WHAT YOU NEED TO DO -> Print every line of the items below character for character, leaving out the pictures.

MATERIAL TO PROCESS ->
>>>
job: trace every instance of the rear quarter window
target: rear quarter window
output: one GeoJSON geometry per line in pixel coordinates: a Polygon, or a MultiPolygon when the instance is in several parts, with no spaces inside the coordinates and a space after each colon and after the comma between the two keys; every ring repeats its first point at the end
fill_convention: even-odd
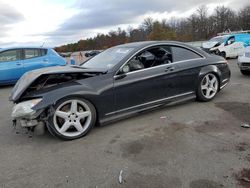
{"type": "Polygon", "coordinates": [[[178,46],[172,47],[173,62],[202,58],[199,54],[178,46]]]}
{"type": "Polygon", "coordinates": [[[47,54],[47,49],[24,49],[25,59],[41,57],[45,56],[46,54],[47,54]]]}

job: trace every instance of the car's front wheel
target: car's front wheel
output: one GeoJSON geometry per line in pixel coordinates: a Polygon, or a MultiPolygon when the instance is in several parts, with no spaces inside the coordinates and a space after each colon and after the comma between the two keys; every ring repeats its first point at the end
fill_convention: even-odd
{"type": "Polygon", "coordinates": [[[87,100],[70,98],[59,101],[55,112],[49,117],[48,130],[64,140],[85,136],[96,121],[96,110],[87,100]]]}
{"type": "Polygon", "coordinates": [[[197,89],[197,99],[200,101],[210,101],[217,94],[219,80],[213,73],[208,73],[202,77],[197,89]]]}
{"type": "Polygon", "coordinates": [[[248,71],[248,70],[240,70],[240,72],[243,75],[250,75],[250,71],[248,71]]]}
<<<
OUTPUT BELOW ->
job: trace every instance of the rear quarter window
target: rear quarter window
output: one GeoJSON geometry per line in pixel coordinates: a Polygon, or a MultiPolygon when the instance is in several parts, with no spaces inside the coordinates and a space after each colon and after the comma between the two keys; every ring repeats its first point at the end
fill_convention: even-odd
{"type": "Polygon", "coordinates": [[[178,46],[172,47],[173,62],[202,58],[199,54],[178,46]]]}
{"type": "Polygon", "coordinates": [[[47,54],[47,49],[24,49],[25,59],[41,57],[45,56],[46,54],[47,54]]]}

job: trace every instance of the car's front wheel
target: car's front wheel
output: one GeoJSON geometry per line in pixel coordinates: a Polygon, or a MultiPolygon when the instance is in several parts, with no spaces inside the coordinates and a space after each colon and after the comma between the two keys; every ring repeats its first point at the end
fill_convention: even-odd
{"type": "Polygon", "coordinates": [[[87,100],[70,98],[59,101],[55,112],[49,117],[48,130],[64,140],[85,136],[96,121],[96,110],[87,100]]]}
{"type": "Polygon", "coordinates": [[[197,89],[197,99],[200,101],[210,101],[217,94],[219,80],[213,73],[208,73],[202,77],[197,89]]]}
{"type": "Polygon", "coordinates": [[[248,71],[248,70],[240,70],[240,72],[243,75],[250,75],[250,71],[248,71]]]}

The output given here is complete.